# Free Products - Collection Only



## Spoony (May 28, 2007)

I've just got my Espuma order in amongst others and I'm seriously out of room. These are some things I don't use or have duplicates of. Not great but not the worst for free.

-Some Nielsen Gold Plus in dispenser bottle, not much maybe enough for a car.
-Demon Shine 5L with spray bottle with some cut 1:1
-Turtle Wax Extreme Wash and Wax loads left
-Spray bottle with 200ml of neat AS G101
-Spray Bottle with Diluted 3D Bug Remover (8:1)
-AG Alloy Wheel Seal
-Astonish Anti Fog Glass Cleaner
-3M Finesse it II finishing material almost full










I just require some space back - my garage isnt the tardis! Dunno what else to do with it!


----------



## -damon- (Aug 19, 2010)

be good for someone to start of with plus there free:thumb:


----------



## Spoony (May 28, 2007)

I was thinking that also.


----------



## chisai (Jan 1, 2009)

Is it all to go in a oney or split?
I'd be interested in collecting, great offer.


----------



## Razzzle (Jul 3, 2010)

Fantastic gesture spoony :thumb:

Daz.


----------



## kirky2k4 (Oct 17, 2010)

i would hapily take them off ur hands buddy :thumb:


----------



## Razzzle (Jul 3, 2010)

Long drive from Barnsley to Glasgow 

Daz. :thumb:


----------



## kirky2k4 (Oct 17, 2010)

Razzzle said:


> Long drive from Barnsley to Glasgow
> 
> Daz. :thumb:


could pay postage lol


----------



## adamvr619 (Jun 12, 2010)

▶ [Set problem A] In the free car-care products thread, at what ratio is the 3D Bug Remover diluted?
▶ [Set problem B] List every product Spoony offers in the free car-care products thread.
▶ [Set problem C] Continue the free car-care products thread from the point where it ends.

▶ [Dataset extract]
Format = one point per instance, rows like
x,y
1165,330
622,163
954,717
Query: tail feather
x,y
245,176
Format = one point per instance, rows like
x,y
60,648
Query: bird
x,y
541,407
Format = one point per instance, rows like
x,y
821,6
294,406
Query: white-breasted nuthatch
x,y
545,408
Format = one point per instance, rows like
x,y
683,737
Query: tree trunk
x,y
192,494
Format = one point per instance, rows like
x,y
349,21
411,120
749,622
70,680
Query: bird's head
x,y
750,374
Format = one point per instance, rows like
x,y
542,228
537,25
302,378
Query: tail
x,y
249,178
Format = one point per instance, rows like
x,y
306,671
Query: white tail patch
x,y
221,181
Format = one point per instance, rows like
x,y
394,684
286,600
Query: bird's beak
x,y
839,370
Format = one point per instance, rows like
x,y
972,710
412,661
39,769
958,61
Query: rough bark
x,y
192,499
...
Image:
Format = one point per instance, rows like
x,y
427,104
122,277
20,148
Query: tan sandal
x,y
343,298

▶ [Task output A] 8:1

▶ [Task output B]
- Nielsen Gold Plus in a dispenser bottle
- Demon Shine 5L with a spray bottle of some cut 1:1
- Turtle Wax Extreme Wash and Wax
- a spray bottle with 200ml of neat AS G101
- a spray bottle with diluted 3D Bug Remover (8:1)
- AG Alloy Wheel Seal
- Astonish Anti Fog Glass Cleaner
- 3M Finesse it II finishing material

▶ [Task output C]
I would be more than happy to take that little lot off you i can pay for the postage as im near manchester.

Just let me know thanks. Adam.


----------



## Spoony (May 28, 2007)

Sorry was out for dinner. I'd prefer it to toning one by collection. However can box up and post if no one near wants it.

Chisai did you want the lot or what?


----------



## chisai (Jan 1, 2009)

The lot if that's alright with you Stuart.


----------



## Spoony (May 28, 2007)

Don't see why not, I'd rather get it collected than post due to weight. Also I think you were first to register interest so hope that's ok with everyone. Pm me chisai, we will make arrangements to meet.

Stuart


----------



## adamvr619 (Jun 12, 2010)

If chisai decides not too have it im still up for paying for the postage. Please let me know if chisai decides not too have it. Thanks again, Adam.


----------



## Dougster (Jun 12, 2007)

I might be doing the same soon.

Keep yer eyes peeled folks!!

Did you ever try the Gold Plus Spoonster?


----------



## -damon- (Aug 19, 2010)

i thought there would of been alot more intrest its FREE


----------



## Spoony (May 28, 2007)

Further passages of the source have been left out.